[Contour annotation rows]
-*-
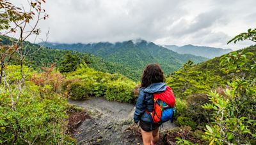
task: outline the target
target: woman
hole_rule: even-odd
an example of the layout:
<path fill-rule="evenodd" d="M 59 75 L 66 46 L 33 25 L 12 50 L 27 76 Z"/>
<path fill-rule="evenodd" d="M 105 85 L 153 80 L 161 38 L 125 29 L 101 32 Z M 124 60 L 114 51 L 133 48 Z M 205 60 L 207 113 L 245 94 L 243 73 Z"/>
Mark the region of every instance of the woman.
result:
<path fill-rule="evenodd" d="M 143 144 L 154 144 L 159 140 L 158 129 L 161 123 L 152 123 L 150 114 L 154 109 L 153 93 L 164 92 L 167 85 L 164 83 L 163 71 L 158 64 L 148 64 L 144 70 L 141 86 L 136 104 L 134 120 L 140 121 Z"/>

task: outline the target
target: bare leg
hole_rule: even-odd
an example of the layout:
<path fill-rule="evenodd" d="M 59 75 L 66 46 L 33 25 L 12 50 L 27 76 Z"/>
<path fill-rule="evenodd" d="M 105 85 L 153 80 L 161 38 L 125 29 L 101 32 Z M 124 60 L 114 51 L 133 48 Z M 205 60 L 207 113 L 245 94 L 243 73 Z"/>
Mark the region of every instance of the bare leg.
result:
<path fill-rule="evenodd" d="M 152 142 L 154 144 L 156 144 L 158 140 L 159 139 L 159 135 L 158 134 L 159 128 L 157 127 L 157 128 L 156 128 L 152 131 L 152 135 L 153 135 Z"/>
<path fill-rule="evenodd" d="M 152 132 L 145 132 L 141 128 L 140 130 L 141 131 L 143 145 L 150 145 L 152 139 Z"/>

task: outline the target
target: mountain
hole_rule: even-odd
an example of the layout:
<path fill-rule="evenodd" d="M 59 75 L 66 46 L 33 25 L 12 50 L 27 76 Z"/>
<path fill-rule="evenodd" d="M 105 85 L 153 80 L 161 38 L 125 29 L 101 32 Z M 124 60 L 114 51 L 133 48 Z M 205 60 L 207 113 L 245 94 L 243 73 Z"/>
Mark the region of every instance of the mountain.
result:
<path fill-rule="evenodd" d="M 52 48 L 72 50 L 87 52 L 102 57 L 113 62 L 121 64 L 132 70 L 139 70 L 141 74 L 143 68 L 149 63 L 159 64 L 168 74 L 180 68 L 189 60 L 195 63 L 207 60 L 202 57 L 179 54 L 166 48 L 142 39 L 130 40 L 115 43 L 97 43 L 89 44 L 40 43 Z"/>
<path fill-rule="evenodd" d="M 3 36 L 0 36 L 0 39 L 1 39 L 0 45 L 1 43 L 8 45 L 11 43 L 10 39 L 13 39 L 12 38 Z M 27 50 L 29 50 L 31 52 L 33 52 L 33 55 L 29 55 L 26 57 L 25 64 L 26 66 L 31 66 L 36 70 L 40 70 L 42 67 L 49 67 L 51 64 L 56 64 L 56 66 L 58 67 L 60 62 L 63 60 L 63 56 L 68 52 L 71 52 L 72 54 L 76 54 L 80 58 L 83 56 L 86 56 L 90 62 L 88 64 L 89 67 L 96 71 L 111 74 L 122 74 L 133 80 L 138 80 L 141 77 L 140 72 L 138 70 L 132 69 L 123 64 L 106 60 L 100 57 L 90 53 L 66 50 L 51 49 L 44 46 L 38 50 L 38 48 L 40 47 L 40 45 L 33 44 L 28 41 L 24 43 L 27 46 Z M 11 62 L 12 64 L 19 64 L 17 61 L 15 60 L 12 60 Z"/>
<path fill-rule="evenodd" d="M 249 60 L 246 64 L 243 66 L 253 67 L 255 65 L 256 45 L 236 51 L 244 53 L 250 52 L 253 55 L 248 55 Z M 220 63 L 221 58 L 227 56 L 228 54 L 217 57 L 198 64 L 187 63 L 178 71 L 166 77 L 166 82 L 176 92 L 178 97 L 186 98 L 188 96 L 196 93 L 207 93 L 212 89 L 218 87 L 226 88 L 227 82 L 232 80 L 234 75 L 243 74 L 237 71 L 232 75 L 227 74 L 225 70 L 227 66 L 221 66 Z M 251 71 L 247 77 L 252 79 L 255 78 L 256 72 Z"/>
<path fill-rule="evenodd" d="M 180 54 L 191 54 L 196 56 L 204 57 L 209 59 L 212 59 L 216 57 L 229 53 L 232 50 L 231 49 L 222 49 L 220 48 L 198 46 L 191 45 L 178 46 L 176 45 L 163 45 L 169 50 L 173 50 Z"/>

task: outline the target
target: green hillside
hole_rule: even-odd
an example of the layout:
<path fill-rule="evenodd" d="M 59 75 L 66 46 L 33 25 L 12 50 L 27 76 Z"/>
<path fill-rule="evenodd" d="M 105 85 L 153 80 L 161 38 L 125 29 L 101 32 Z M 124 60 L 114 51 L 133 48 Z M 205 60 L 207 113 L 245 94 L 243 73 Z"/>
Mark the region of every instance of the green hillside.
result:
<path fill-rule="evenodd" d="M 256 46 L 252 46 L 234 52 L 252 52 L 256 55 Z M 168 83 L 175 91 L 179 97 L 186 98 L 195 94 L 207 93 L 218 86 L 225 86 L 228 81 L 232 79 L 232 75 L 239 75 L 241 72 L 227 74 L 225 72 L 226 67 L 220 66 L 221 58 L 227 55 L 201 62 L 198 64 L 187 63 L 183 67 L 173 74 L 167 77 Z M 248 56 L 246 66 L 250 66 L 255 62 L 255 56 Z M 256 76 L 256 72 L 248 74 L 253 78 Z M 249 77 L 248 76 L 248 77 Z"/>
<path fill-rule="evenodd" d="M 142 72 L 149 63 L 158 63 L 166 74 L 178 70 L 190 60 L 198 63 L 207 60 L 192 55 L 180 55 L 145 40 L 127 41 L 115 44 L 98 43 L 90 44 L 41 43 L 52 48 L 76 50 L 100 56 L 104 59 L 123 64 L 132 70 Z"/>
-*-
* _AIM OF THE EXERCISE_:
Gather every line in the rows above that contains the string "region", matching case exactly. Copy each such line in full.

* _RESULT OF THIS EXERCISE_:
Mark the region of every instance of the woman.
Mark the region of every instance of the bare leg.
Mark the region of every instance of the mountain.
Mark the region of every instance of the green hillside.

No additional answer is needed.